■ **What the task requires**: Every record here should be printed again exactly.

[Saved entries]

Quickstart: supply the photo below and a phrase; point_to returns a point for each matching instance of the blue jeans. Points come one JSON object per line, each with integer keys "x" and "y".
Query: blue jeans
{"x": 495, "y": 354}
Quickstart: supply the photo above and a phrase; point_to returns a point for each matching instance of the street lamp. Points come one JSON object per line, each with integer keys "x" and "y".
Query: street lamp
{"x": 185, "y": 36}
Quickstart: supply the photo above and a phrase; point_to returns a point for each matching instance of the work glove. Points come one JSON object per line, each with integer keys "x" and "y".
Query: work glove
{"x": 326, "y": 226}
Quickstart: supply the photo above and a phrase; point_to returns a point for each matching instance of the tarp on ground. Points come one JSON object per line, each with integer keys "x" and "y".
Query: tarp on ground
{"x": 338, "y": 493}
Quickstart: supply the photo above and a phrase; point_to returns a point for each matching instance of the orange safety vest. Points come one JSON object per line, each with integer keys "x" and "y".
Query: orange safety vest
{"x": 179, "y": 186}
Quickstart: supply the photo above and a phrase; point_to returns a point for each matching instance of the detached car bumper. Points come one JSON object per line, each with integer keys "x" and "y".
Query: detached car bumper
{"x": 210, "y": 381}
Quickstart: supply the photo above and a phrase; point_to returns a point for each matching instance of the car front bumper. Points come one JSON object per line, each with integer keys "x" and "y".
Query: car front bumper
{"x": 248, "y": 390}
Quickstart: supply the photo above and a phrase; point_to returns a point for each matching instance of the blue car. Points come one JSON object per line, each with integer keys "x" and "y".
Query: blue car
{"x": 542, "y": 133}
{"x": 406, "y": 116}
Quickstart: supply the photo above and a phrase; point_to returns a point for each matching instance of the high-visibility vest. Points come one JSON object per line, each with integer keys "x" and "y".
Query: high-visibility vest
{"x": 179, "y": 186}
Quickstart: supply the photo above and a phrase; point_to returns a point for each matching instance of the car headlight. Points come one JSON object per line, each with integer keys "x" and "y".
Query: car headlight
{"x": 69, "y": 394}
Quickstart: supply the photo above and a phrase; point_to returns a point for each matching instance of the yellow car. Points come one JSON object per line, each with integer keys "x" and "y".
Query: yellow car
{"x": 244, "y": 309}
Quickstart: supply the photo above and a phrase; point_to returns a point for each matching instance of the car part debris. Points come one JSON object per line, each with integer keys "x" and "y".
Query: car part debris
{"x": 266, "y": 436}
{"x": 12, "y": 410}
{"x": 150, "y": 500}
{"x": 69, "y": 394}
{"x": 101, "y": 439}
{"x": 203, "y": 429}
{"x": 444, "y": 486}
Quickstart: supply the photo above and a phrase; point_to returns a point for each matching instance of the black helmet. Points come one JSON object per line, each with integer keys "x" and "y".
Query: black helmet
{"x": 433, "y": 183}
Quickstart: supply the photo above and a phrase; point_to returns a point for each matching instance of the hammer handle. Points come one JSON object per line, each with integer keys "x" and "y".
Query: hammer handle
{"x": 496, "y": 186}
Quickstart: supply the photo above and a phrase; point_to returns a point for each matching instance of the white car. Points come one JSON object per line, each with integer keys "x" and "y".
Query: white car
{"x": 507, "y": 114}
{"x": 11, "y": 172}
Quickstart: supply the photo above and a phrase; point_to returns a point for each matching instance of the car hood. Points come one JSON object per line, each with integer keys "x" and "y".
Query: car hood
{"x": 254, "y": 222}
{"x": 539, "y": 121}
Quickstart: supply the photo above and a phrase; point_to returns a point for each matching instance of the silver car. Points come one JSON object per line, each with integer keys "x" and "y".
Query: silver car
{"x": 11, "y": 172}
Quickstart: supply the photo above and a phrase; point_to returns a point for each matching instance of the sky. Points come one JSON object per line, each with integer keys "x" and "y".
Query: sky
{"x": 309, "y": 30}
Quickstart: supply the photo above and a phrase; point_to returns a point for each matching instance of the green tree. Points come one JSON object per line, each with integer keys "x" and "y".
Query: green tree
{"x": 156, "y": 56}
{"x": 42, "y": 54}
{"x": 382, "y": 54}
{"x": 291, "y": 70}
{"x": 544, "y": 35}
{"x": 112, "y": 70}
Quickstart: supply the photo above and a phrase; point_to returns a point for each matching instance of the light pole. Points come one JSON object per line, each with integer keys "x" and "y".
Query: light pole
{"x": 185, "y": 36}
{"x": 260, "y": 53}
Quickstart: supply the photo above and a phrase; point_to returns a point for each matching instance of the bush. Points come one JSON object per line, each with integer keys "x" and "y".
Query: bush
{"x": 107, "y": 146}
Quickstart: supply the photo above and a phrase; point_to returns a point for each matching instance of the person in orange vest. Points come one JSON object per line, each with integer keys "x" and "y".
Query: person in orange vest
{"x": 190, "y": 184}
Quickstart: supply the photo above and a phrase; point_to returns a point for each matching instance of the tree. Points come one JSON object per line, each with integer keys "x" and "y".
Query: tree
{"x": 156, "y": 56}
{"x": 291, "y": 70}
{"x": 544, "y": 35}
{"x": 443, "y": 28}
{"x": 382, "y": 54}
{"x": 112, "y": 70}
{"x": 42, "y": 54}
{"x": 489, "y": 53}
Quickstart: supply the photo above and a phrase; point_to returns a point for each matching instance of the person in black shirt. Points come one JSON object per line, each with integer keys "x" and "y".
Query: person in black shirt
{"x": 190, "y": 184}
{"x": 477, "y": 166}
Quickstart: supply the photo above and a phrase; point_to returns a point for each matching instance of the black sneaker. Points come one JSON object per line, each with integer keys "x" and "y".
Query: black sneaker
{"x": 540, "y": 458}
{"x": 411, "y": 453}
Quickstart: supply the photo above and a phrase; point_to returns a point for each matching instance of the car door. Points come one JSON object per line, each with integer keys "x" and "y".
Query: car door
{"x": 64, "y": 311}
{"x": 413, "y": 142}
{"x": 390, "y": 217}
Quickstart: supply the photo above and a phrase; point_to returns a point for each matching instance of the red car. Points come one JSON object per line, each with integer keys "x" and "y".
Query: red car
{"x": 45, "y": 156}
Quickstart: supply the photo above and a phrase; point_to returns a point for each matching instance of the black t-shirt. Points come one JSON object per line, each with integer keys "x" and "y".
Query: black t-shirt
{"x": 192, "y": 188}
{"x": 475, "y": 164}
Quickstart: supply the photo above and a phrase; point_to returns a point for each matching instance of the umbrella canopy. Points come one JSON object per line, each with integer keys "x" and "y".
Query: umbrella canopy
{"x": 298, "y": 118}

■ **Worked solution**:
Quickstart: supply the photo below and a phrase; point_to returns a point for each matching instance of the blue jeans. Points come one JSON object per line, each with integer keys "x" and "y".
Query: blue jeans
{"x": 495, "y": 354}
Quickstart: supply the photo above and a phrase; point_to returns a point for each matching instance of the street lamp. Points come one JSON object per line, each with integer keys "x" and "y".
Query: street lamp
{"x": 185, "y": 36}
Quickstart: supply the photo above and a phrase; point_to returns a point for each matching instance of the work glove. Points come one JSON object per line, each with integer keys "x" and "y".
Query: work glove
{"x": 326, "y": 226}
Quickstart: supply the photo above and a phrase; point_to returns a point for each matching instance of the tarp on ground. Points come one JSON object per line, each with integer keys "x" and "y".
Query: tarp on ground
{"x": 338, "y": 493}
Quickstart: supply the photo above and a phrase; point_to returns a point for each matching instance of the orange safety vest. Points come one JSON object per line, each with integer keys "x" and "y".
Query: orange safety vest
{"x": 179, "y": 186}
Quickstart: supply the photo above and a phrase; point_to returns a point for each matching instance of the detached car bumper. Points come one JSON object per line, each with integer keys "x" and "y".
Query: detached car bumper
{"x": 210, "y": 381}
Quickstart: supply the photo above and a phrase; point_to returns a point for each matching instance of the car front bumper. Points come one JSON object per line, each with integer keys "x" and "y".
Query: car front bumper
{"x": 248, "y": 390}
Quickstart: supply the photo above and a phrase; point_to returns a point for each matching instance of the blue car. Points come one JSON object per line, each with integer keys "x" and "y".
Query: blue car
{"x": 542, "y": 133}
{"x": 406, "y": 116}
Quickstart: supply the photo above and a phrase; point_to returns a point for each matching instance of the high-visibility vest. Points come one JSON object per line, each with integer keys "x" and "y".
Query: high-visibility vest
{"x": 179, "y": 186}
Quickstart: supply the photo above and a phrase; point_to returns a point for each matching instance of the car headlight. Points come one JSON object per line, each with integer keys "x" and "y".
Query: car headlight
{"x": 69, "y": 394}
Quickstart: supply the photo above and a phrase; point_to returns a point for each matching instance of the yellow car. Points come one JSON object per line, each with integer keys "x" and "y".
Query: yellow car
{"x": 244, "y": 309}
Quickstart: supply the photo above and a phrase; point_to returns a point for each matching instance of the car part debris. Points come one JSON object per line, each with integer keys "x" and "y".
Query: car part debris
{"x": 266, "y": 436}
{"x": 12, "y": 410}
{"x": 150, "y": 500}
{"x": 69, "y": 394}
{"x": 101, "y": 439}
{"x": 203, "y": 429}
{"x": 444, "y": 486}
Quickstart: supply the photo above and a phrase; point_to returns a point for each matching instance of the black helmet. Points come one JSON object per line, each with integer keys "x" and "y".
Query: black helmet
{"x": 433, "y": 183}
Quickstart: supply the photo above and a phrase; point_to returns a point for each matching instance of the hammer handle. Points come one JSON object per line, each with integer keys "x" and "y".
Query: hammer handle
{"x": 496, "y": 186}
Quickstart: supply the photo above and a phrase; point_to returns a point for each matching instance of the white car. Points come one JSON object per line, each with integer keys "x" and "y".
Query: white car
{"x": 507, "y": 114}
{"x": 11, "y": 172}
Quickstart: supply the photo above and a phrase; point_to returns a point for each matching instance of the car hood. Points come one JSON object per line, each with integer keys "x" and "y".
Query: car hood
{"x": 254, "y": 222}
{"x": 539, "y": 121}
Quickstart: supply the photo above and a phrase; point_to returns a point for each matching instance of the silver car. Points come one JSON object per line, each with integer keys "x" and "y".
Query: silver car
{"x": 11, "y": 172}
Quickstart: supply the photo above and a phrase; point_to returns a point for each matching instance of the sky. Points come one JSON object per line, each with integer keys "x" and "y".
Query: sky
{"x": 309, "y": 30}
Quickstart: supply the photo above and a phrase; point_to returns a point for each matching instance of the green tree. Points come one JSON object per line, each with integer keys "x" and "y".
Query: green tree
{"x": 156, "y": 56}
{"x": 42, "y": 54}
{"x": 382, "y": 54}
{"x": 291, "y": 70}
{"x": 544, "y": 35}
{"x": 112, "y": 70}
Quickstart: supply the photo above and a phrase; point_to returns a point for each matching instance of the light pole. Points come one JSON object per line, each with integer keys "x" and "y".
Query: light pole
{"x": 185, "y": 36}
{"x": 260, "y": 53}
Quickstart: supply the photo above and a phrase; point_to returns a point for each matching instance of the bush. Points come one JSON object per line, each with integer keys "x" and "y".
Query: bush
{"x": 107, "y": 146}
Quickstart: supply the photo above and a phrase; point_to returns a point for each matching instance of the person in orange vest. Points come one JSON object per line, each with integer keys "x" and "y".
Query: person in orange vest
{"x": 190, "y": 184}
Quickstart: supply the photo above and a phrase; point_to returns a point for each matching instance of the tree. Points come one JSON object per line, each with integer keys "x" and "y".
Query: tree
{"x": 156, "y": 56}
{"x": 291, "y": 70}
{"x": 544, "y": 35}
{"x": 443, "y": 28}
{"x": 382, "y": 54}
{"x": 112, "y": 70}
{"x": 42, "y": 54}
{"x": 489, "y": 53}
Quickstart: supply the photo above and a phrase; point_to returns a point for each matching instance of the person in black shirt. Points come one JSON object per line, each with integer keys "x" and "y".
Query: person in black shirt
{"x": 190, "y": 184}
{"x": 477, "y": 166}
Quickstart: supply the photo above and a phrase; point_to returns a point for each matching instance of the black sneaker. Points come one JSON object per line, each with integer keys "x" and "y".
Query: black sneaker
{"x": 540, "y": 458}
{"x": 411, "y": 453}
Quickstart: supply the photo above and a phrase; point_to returns a point for each matching instance of the car door. Points come one JSON object per line, each with integer keys "x" and "y".
Query: car door
{"x": 64, "y": 311}
{"x": 413, "y": 142}
{"x": 390, "y": 217}
Quickstart: supply the photo above and a phrase; point_to returns a point for each matching instance of the red car. Points come one JSON object per line, each with integer keys "x" and "y".
Query: red car
{"x": 45, "y": 156}
Quickstart: supply the photo above and a phrase; point_to returns a point for each matching instance of the black t-shirt. Points come one JSON object per line, each with integer keys "x" and "y".
Query: black t-shirt
{"x": 192, "y": 188}
{"x": 475, "y": 164}
Quickstart: supply the photo above and a phrase; point_to returns a point for each matching instance of the umbrella canopy. Points come one JSON object per line, each with integer keys "x" and "y".
Query: umbrella canopy
{"x": 298, "y": 118}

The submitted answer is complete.